### Assignment
Your answer should consist solely of the lines from the one containing "Target: grass field" through the end of the entries below, duplicated exactly.

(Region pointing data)
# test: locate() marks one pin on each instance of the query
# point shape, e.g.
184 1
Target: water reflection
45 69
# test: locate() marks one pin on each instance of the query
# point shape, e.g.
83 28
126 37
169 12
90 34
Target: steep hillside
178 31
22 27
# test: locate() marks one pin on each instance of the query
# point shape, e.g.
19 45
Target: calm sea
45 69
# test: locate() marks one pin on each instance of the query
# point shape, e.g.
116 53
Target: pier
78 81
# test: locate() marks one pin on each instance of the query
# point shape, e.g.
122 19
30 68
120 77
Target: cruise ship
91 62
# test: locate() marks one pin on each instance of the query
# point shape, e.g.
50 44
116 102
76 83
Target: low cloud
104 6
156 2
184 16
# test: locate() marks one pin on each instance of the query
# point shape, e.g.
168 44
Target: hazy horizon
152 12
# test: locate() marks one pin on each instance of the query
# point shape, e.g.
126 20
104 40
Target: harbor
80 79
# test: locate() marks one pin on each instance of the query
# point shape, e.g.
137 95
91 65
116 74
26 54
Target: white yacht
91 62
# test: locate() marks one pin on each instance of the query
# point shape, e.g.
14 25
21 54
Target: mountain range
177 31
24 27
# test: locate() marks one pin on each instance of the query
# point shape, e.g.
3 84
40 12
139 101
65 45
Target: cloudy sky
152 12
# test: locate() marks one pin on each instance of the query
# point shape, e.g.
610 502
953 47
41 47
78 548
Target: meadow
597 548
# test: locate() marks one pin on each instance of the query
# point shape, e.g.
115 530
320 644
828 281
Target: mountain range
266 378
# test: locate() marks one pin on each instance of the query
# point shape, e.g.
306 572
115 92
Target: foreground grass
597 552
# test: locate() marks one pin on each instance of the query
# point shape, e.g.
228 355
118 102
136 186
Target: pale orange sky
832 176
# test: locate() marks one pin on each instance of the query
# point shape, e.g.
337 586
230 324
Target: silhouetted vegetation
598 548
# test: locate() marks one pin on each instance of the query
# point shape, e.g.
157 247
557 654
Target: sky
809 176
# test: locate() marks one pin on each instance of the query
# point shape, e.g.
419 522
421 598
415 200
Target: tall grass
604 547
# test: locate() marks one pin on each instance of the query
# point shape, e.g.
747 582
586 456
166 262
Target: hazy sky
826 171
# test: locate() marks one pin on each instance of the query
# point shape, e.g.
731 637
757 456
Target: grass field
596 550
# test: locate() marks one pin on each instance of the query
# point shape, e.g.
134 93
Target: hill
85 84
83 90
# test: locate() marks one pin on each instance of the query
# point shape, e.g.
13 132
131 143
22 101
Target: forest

### Written response
Target: grass field
596 550
# test: locate() marks one pin on each instance of the query
# point shape, e.g.
134 93
Target: hill
85 84
83 90
# test: locate() marks one pin on each instance of the query
# point shape, e.g.
13 132
131 143
22 101
Target: forest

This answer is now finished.